Exercise brief = Filter the listing below and copy each line that contains the string "batik". Letter case matters.

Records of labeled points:

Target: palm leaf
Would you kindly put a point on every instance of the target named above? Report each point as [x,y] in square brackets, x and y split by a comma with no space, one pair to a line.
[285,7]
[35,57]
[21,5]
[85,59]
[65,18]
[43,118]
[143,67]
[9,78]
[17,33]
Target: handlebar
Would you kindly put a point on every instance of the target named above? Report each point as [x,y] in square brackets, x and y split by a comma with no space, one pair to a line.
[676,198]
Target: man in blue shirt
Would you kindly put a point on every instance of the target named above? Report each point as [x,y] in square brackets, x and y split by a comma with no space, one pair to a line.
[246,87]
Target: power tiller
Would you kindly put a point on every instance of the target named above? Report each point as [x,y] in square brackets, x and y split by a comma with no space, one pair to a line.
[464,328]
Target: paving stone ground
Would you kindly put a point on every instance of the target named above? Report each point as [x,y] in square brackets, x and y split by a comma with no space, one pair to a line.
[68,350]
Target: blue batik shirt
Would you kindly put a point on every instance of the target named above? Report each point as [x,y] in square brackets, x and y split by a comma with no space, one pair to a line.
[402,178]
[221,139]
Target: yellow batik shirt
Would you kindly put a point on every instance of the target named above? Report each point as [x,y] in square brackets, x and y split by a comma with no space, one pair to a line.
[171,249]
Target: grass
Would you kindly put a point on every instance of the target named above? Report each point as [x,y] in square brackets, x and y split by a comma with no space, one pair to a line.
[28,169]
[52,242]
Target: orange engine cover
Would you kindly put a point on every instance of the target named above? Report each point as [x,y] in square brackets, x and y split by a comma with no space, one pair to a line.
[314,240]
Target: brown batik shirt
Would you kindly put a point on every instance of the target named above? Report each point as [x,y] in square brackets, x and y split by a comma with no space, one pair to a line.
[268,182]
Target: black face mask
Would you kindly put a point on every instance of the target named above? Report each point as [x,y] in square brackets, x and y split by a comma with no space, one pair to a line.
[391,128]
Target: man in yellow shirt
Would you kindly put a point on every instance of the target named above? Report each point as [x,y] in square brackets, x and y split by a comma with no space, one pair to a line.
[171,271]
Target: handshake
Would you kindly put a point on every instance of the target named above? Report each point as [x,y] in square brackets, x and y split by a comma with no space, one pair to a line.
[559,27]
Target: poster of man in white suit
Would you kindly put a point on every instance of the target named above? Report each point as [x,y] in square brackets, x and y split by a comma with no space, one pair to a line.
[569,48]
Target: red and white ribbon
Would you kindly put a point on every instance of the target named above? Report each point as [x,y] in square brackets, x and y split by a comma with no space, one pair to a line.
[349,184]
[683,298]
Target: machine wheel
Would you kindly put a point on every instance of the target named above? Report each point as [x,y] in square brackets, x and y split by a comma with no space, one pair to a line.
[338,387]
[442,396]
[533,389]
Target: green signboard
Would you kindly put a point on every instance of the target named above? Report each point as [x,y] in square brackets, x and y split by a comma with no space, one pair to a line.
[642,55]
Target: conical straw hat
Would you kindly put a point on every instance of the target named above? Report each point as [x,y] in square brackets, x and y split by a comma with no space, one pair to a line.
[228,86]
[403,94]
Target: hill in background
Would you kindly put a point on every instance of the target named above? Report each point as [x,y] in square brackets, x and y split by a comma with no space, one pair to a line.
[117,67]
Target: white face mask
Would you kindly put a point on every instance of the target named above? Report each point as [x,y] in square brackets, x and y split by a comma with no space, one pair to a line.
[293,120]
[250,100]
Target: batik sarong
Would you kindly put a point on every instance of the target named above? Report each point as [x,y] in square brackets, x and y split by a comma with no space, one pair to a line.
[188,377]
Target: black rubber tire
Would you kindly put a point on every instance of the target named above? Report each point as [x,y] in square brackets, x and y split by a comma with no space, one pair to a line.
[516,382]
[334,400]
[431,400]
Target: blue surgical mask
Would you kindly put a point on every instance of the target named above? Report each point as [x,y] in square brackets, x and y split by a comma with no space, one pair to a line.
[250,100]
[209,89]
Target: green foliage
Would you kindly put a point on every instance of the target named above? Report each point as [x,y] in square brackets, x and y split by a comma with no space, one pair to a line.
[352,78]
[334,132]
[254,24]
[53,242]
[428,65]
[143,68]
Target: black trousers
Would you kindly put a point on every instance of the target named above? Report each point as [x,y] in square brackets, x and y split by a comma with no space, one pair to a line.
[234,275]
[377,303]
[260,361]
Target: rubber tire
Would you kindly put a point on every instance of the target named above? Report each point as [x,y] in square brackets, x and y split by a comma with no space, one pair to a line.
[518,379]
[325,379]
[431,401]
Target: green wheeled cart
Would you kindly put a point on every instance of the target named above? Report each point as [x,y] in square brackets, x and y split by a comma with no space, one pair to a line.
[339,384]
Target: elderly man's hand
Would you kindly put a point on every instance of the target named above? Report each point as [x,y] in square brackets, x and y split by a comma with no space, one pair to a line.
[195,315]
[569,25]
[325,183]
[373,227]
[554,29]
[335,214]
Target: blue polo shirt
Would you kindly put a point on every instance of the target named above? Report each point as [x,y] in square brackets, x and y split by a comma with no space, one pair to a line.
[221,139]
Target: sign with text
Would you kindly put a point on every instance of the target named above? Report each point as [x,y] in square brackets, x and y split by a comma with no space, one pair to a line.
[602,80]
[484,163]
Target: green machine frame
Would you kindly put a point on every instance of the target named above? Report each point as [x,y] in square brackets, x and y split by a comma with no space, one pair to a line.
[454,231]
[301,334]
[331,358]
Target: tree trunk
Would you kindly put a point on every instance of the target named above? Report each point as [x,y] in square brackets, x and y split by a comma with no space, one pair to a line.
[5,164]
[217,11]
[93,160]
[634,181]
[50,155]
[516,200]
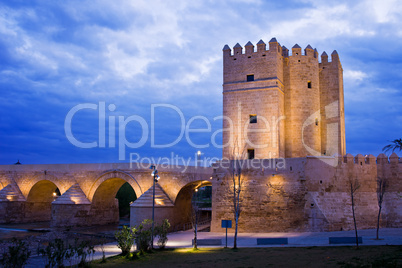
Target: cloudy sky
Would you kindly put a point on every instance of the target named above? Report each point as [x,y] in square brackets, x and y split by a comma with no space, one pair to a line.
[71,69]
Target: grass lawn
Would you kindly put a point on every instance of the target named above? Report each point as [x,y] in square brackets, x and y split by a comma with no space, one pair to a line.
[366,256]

--

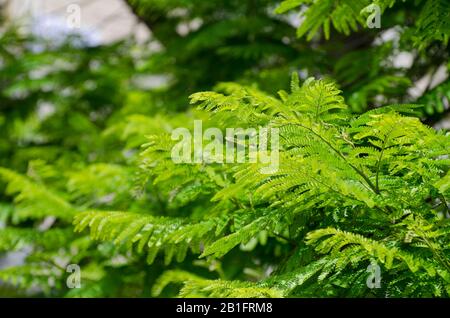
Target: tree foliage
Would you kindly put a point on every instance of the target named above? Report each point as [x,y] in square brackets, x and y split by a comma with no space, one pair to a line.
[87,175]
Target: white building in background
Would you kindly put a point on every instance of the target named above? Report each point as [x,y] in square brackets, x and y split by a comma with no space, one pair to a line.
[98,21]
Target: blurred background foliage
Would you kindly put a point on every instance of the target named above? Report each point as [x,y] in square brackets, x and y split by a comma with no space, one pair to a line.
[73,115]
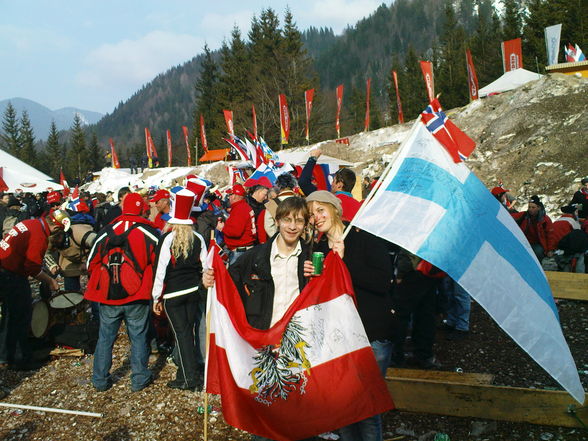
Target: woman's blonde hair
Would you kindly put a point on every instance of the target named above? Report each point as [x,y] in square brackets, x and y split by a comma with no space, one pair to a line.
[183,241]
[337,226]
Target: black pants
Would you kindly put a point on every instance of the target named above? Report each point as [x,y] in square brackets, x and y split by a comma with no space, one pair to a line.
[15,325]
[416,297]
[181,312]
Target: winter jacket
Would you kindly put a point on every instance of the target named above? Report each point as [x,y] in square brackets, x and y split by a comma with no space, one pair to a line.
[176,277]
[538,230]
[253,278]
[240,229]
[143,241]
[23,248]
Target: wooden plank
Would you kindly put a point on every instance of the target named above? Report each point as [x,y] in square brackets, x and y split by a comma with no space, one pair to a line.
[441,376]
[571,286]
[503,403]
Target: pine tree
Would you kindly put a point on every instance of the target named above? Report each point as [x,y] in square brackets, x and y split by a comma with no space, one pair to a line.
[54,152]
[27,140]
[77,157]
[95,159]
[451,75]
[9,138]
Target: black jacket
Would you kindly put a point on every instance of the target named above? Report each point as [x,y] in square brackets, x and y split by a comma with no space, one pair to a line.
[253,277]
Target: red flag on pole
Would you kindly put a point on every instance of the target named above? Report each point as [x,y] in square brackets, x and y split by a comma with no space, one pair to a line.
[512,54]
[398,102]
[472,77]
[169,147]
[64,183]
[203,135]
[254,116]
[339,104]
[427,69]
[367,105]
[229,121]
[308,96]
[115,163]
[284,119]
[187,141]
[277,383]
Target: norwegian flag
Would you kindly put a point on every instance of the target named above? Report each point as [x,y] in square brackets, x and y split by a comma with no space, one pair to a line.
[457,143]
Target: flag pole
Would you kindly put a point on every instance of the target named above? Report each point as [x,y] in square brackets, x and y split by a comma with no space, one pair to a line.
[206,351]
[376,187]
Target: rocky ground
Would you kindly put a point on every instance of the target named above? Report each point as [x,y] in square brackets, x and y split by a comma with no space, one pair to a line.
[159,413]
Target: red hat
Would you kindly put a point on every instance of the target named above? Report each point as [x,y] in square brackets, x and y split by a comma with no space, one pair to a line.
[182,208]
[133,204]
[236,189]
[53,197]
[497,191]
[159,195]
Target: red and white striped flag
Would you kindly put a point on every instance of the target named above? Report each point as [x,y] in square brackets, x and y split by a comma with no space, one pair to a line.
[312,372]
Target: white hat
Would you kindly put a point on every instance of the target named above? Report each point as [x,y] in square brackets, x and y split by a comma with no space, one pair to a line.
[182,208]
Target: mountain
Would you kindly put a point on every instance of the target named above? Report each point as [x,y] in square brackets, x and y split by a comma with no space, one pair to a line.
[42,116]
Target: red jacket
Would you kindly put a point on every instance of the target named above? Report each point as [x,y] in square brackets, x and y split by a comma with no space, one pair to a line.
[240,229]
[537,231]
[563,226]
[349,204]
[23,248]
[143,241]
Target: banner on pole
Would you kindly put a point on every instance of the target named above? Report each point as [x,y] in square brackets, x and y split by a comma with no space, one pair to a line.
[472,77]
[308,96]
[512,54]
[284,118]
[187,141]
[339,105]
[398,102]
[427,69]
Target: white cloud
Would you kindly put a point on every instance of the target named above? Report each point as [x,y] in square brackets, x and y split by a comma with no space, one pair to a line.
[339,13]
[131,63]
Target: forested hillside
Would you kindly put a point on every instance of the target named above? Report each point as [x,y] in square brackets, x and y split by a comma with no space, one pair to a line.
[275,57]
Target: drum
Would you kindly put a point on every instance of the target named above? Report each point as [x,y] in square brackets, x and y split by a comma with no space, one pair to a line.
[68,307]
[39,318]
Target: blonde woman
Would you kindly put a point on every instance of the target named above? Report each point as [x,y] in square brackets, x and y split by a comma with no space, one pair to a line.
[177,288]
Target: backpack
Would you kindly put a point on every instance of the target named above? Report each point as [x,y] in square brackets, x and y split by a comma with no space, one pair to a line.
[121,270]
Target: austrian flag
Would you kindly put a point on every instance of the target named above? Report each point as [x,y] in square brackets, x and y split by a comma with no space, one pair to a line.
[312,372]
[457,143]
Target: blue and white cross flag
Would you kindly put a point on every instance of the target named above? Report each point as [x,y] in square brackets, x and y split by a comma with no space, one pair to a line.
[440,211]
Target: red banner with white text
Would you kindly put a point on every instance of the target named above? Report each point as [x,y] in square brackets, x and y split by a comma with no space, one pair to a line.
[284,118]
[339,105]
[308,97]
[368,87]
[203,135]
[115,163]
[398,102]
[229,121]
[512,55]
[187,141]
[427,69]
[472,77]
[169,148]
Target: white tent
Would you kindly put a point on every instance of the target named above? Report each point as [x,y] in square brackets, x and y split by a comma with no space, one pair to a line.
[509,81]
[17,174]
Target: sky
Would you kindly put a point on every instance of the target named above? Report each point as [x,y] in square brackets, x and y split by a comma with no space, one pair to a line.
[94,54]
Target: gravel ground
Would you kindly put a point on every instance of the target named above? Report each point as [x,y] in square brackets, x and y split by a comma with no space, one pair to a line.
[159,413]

Solved problem =
Target: blue batik shirt
Target: yellow batik shirt
Target: brown batik shirt
Target: batik sarong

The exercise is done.